Start of Information given
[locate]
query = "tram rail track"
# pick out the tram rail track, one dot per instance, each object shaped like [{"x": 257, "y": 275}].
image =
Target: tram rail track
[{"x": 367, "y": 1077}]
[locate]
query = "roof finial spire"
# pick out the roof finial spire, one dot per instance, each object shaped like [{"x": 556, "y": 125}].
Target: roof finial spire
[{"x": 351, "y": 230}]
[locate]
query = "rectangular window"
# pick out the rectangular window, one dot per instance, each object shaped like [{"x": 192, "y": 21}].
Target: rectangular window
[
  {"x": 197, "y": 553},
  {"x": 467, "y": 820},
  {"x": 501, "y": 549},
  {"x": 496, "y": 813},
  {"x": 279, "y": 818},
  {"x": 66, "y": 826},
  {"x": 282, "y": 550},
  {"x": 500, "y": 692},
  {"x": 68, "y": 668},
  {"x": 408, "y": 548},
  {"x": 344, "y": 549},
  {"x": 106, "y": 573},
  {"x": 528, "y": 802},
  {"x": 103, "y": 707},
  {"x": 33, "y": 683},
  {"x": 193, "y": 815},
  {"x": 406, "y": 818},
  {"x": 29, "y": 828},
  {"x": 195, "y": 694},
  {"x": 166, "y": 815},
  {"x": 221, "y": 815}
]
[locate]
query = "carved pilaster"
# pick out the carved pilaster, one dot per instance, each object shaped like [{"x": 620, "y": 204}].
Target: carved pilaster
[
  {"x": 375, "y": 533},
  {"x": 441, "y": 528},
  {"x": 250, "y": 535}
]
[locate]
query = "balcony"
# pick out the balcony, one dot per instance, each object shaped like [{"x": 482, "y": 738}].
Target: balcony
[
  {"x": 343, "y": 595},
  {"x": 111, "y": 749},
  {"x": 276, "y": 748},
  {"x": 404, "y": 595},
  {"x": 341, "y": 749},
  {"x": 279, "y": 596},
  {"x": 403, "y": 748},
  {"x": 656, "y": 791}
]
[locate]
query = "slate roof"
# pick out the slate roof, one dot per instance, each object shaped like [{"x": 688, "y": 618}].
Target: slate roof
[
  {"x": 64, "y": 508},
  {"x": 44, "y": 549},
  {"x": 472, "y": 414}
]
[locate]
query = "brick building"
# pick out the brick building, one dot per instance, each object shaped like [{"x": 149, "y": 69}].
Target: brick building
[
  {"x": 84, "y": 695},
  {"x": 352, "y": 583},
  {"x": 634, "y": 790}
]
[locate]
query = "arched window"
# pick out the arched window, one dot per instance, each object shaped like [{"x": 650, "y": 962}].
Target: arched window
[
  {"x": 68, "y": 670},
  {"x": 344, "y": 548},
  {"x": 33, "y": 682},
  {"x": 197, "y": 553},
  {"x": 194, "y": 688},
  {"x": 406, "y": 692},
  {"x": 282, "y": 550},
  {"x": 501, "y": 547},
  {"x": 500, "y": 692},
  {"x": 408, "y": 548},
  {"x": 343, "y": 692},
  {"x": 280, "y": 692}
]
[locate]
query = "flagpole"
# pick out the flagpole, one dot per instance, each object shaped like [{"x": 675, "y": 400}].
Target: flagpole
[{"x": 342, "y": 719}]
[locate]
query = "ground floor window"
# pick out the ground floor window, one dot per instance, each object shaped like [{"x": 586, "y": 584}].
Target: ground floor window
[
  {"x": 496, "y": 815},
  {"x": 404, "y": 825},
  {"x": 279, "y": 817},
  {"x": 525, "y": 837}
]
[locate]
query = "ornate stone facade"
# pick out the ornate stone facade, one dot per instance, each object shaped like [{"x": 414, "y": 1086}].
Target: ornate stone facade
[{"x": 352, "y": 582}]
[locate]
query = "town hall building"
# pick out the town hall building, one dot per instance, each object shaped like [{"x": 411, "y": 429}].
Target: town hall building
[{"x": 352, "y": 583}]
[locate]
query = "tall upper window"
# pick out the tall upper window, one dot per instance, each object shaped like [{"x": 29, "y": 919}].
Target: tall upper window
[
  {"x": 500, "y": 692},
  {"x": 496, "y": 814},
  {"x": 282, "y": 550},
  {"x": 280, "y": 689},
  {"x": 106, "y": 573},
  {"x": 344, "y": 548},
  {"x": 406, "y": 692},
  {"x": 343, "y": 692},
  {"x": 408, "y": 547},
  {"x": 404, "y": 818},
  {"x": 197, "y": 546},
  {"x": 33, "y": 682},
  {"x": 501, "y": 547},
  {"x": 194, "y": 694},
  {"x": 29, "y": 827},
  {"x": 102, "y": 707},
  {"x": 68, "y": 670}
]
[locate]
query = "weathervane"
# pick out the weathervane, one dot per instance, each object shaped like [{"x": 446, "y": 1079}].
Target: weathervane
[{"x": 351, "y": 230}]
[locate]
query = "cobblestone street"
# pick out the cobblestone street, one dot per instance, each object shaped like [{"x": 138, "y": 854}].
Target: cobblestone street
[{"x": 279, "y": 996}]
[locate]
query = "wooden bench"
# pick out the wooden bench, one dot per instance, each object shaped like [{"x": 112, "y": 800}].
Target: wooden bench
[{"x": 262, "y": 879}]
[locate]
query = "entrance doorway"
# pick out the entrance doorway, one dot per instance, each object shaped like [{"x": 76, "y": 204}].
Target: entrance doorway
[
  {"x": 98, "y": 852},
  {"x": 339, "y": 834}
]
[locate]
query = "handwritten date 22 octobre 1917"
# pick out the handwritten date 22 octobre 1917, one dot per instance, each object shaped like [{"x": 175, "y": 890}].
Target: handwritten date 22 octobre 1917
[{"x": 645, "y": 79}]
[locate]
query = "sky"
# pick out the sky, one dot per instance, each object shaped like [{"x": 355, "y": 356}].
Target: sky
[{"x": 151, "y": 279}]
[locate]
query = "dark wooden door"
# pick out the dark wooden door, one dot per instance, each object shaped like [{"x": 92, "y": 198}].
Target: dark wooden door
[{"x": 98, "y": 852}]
End of Information given
Nothing in the records may be left out; reproduce them exactly.

[locate]
query = "tram rail track"
# pick out the tram rail track, one dot per instance, each object shaped like [{"x": 257, "y": 275}].
image =
Target: tram rail track
[{"x": 367, "y": 1077}]
[locate]
query = "roof finial spire"
# pick out the roof finial spire, one dot per instance, each object shaped like [{"x": 556, "y": 125}].
Target: roof finial spire
[{"x": 351, "y": 230}]
[locate]
query = "rectangular window"
# pick out the rectangular window, one dot per instance, each object shaped like [{"x": 192, "y": 21}].
Target: rectangular window
[
  {"x": 197, "y": 553},
  {"x": 467, "y": 820},
  {"x": 501, "y": 549},
  {"x": 496, "y": 813},
  {"x": 279, "y": 818},
  {"x": 66, "y": 826},
  {"x": 282, "y": 550},
  {"x": 500, "y": 692},
  {"x": 68, "y": 668},
  {"x": 408, "y": 548},
  {"x": 344, "y": 549},
  {"x": 106, "y": 573},
  {"x": 528, "y": 802},
  {"x": 103, "y": 707},
  {"x": 33, "y": 683},
  {"x": 193, "y": 815},
  {"x": 406, "y": 818},
  {"x": 29, "y": 828},
  {"x": 195, "y": 694},
  {"x": 166, "y": 815},
  {"x": 221, "y": 815}
]
[locate]
query = "carved pilaster"
# pick out the carved pilaster, one dot per instance, each object shaped like [{"x": 620, "y": 204}].
Target: carved pilaster
[
  {"x": 375, "y": 533},
  {"x": 441, "y": 528},
  {"x": 250, "y": 535}
]
[locate]
query = "balcony"
# pick out the balcony, one dot per instance, each object shaped like [{"x": 482, "y": 738}].
Target: balcony
[
  {"x": 343, "y": 595},
  {"x": 111, "y": 749},
  {"x": 276, "y": 748},
  {"x": 404, "y": 595},
  {"x": 341, "y": 749},
  {"x": 279, "y": 596},
  {"x": 403, "y": 748},
  {"x": 656, "y": 791}
]
[locate]
query = "slate roof"
# pick out the slate roof, one dot per instance, each object shaped like [{"x": 688, "y": 618}].
Target: slate roof
[
  {"x": 64, "y": 508},
  {"x": 44, "y": 549},
  {"x": 472, "y": 414}
]
[locate]
query = "brick building"
# pick out the brick building, one dot per instance, each object shaped like [{"x": 149, "y": 69}].
Target: brick building
[
  {"x": 84, "y": 695},
  {"x": 352, "y": 583},
  {"x": 634, "y": 790}
]
[locate]
query = "arched window"
# pick out the arched window, one dot per instance, each object shaped like [{"x": 650, "y": 962}].
Target: arched window
[
  {"x": 68, "y": 670},
  {"x": 344, "y": 548},
  {"x": 33, "y": 682},
  {"x": 197, "y": 553},
  {"x": 194, "y": 688},
  {"x": 406, "y": 692},
  {"x": 282, "y": 550},
  {"x": 501, "y": 547},
  {"x": 500, "y": 692},
  {"x": 408, "y": 548},
  {"x": 343, "y": 692},
  {"x": 280, "y": 692}
]
[locate]
query = "flagpole"
# pick out the flagpole, one dot per instance, each object shaped like [{"x": 675, "y": 400}].
Target: flagpole
[{"x": 342, "y": 719}]
[locate]
query = "ground floor window"
# pick out the ground floor window, one dot per instance, each object shaped like [{"x": 586, "y": 584}].
Target: ground floor window
[
  {"x": 496, "y": 815},
  {"x": 404, "y": 825},
  {"x": 279, "y": 817},
  {"x": 525, "y": 837}
]
[locate]
query = "ornate stone facade"
# pick out the ornate stone facade, one dot per instance, each object shaped like [{"x": 414, "y": 1086}].
Target: ornate stone facade
[{"x": 352, "y": 582}]
[locate]
query = "town hall building"
# pick out the town hall building, one dot per instance, each object shaped like [{"x": 411, "y": 429}].
Target: town hall building
[{"x": 352, "y": 583}]
[locate]
query = "tall upper window"
# pick out the tall upper window, one dot per instance, each object shaped like [{"x": 29, "y": 919}].
Target: tall upper window
[
  {"x": 500, "y": 692},
  {"x": 496, "y": 814},
  {"x": 282, "y": 550},
  {"x": 280, "y": 689},
  {"x": 106, "y": 573},
  {"x": 344, "y": 548},
  {"x": 406, "y": 692},
  {"x": 343, "y": 692},
  {"x": 408, "y": 547},
  {"x": 404, "y": 818},
  {"x": 197, "y": 546},
  {"x": 33, "y": 682},
  {"x": 501, "y": 547},
  {"x": 194, "y": 694},
  {"x": 29, "y": 827},
  {"x": 102, "y": 707},
  {"x": 68, "y": 670}
]
[locate]
query = "weathervane"
# pick out the weathervane, one dot per instance, each object shaped like [{"x": 446, "y": 1079}].
Target: weathervane
[{"x": 351, "y": 230}]
[locate]
query = "cobblestone street"
# pick out the cobblestone street, one dot per instance, each object shaped like [{"x": 138, "y": 854}].
Target: cobblestone street
[{"x": 279, "y": 996}]
[locate]
query = "wooden bench"
# pick out the wooden bench, one dot per instance, each object shaped like [{"x": 112, "y": 800}].
Target: wooden bench
[{"x": 262, "y": 879}]
[locate]
query = "entrance doorway"
# pick out the entrance doorway, one dot per instance, each object shaped like [{"x": 76, "y": 204}].
Target: entrance doorway
[
  {"x": 98, "y": 852},
  {"x": 339, "y": 834}
]
[locate]
query = "handwritten date 22 octobre 1917"
# pick out the handwritten date 22 octobre 1917, one dot per instance, each object shaped like [{"x": 175, "y": 890}].
Target: handwritten date 22 octobre 1917
[{"x": 645, "y": 79}]
[locate]
query = "sky"
# pick out the sky, one dot per instance, each object shaped like [{"x": 355, "y": 356}].
Target: sky
[{"x": 151, "y": 279}]
[locate]
query = "dark wooden door"
# pick out the dark wooden door, one dot per instance, each object shaped like [{"x": 92, "y": 198}].
Target: dark wooden door
[{"x": 98, "y": 852}]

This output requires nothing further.